_Exercise requirements:_ Collect each line in the listing below that contains the word "rear", copying those lines in the order they appear.

_Coordinate annotation entries:_

· · · · ·

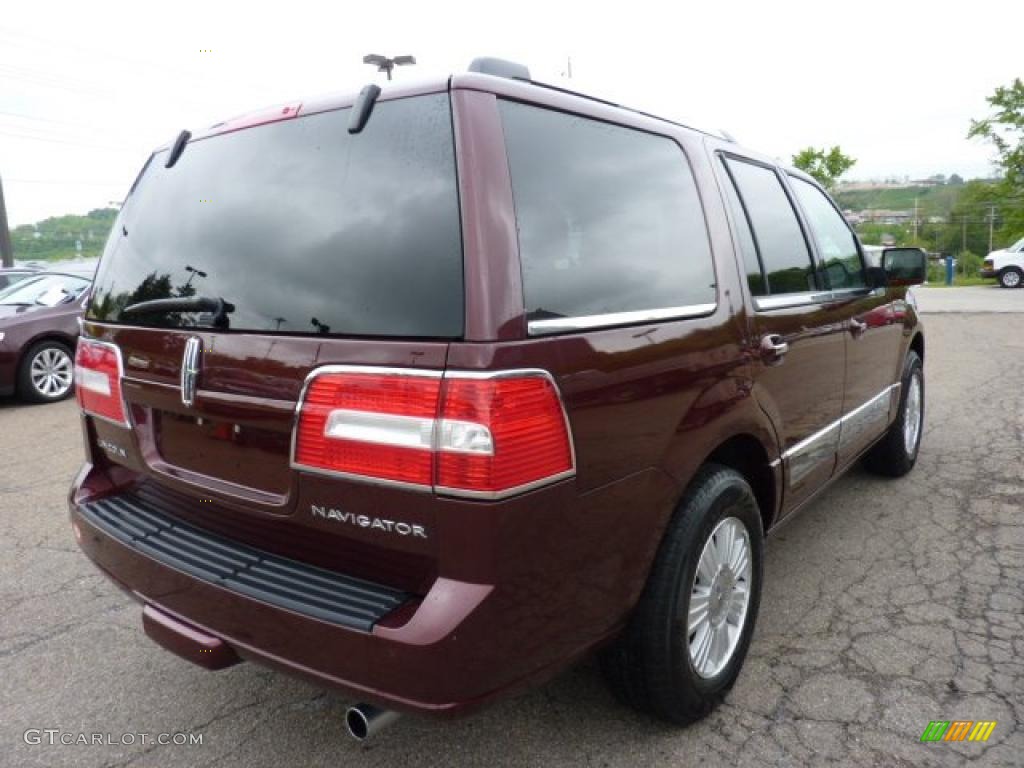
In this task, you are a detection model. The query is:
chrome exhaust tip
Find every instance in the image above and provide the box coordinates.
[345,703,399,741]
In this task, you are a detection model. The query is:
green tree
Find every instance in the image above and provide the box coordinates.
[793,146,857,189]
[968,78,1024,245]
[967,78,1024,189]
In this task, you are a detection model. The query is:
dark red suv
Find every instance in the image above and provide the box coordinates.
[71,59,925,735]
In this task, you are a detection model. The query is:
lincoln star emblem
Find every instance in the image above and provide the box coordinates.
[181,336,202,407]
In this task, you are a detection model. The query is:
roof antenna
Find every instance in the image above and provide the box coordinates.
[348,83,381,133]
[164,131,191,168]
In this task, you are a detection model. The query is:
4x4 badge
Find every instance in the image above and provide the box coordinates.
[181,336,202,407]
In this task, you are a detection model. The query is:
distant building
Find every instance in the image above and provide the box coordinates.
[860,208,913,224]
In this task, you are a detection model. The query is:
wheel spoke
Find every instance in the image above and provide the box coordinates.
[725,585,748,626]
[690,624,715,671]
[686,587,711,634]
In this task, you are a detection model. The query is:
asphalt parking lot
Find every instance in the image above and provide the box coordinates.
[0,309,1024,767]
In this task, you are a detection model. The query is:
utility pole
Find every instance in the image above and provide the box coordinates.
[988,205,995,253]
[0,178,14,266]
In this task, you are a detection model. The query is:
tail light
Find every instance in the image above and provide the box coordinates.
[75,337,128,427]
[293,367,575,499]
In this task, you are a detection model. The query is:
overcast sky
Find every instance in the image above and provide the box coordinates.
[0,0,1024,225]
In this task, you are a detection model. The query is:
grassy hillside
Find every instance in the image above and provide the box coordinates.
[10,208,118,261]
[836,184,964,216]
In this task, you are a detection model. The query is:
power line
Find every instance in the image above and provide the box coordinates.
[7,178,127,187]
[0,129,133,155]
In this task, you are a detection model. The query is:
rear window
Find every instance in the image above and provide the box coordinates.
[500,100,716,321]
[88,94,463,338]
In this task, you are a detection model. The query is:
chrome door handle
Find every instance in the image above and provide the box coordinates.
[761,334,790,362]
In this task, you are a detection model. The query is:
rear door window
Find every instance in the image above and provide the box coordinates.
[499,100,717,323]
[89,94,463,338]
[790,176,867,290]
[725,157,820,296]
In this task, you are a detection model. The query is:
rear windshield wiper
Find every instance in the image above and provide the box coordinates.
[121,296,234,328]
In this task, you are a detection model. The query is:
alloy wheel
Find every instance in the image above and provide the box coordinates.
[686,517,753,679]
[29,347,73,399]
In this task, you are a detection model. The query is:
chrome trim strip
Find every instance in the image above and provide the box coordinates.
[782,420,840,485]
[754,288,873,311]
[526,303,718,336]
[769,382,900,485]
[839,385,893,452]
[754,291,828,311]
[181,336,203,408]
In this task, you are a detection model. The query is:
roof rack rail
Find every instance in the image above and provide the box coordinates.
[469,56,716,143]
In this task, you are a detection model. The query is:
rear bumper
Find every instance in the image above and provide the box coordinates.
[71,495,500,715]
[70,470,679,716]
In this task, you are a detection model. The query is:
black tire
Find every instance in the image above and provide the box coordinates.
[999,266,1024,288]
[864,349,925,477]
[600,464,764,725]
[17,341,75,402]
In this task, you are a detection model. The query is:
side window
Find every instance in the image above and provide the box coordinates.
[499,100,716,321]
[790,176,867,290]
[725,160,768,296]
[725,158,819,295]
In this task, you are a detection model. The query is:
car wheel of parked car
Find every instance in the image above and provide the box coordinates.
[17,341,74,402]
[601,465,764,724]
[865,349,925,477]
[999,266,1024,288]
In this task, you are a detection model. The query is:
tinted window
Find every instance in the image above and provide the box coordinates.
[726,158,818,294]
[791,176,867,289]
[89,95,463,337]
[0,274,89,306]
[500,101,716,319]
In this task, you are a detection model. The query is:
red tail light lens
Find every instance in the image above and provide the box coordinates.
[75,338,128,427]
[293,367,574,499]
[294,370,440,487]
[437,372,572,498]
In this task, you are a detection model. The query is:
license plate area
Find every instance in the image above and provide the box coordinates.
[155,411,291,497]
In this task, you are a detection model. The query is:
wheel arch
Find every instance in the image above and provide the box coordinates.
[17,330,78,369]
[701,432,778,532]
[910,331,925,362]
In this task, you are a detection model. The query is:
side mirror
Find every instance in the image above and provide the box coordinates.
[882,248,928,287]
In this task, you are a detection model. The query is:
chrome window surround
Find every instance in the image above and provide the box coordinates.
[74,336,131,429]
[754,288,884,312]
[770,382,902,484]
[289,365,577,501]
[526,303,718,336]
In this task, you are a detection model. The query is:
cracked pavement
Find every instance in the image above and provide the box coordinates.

· · · · ·

_Response to the exercise:_
rear window
rear door window
rear windshield wiper
rear bumper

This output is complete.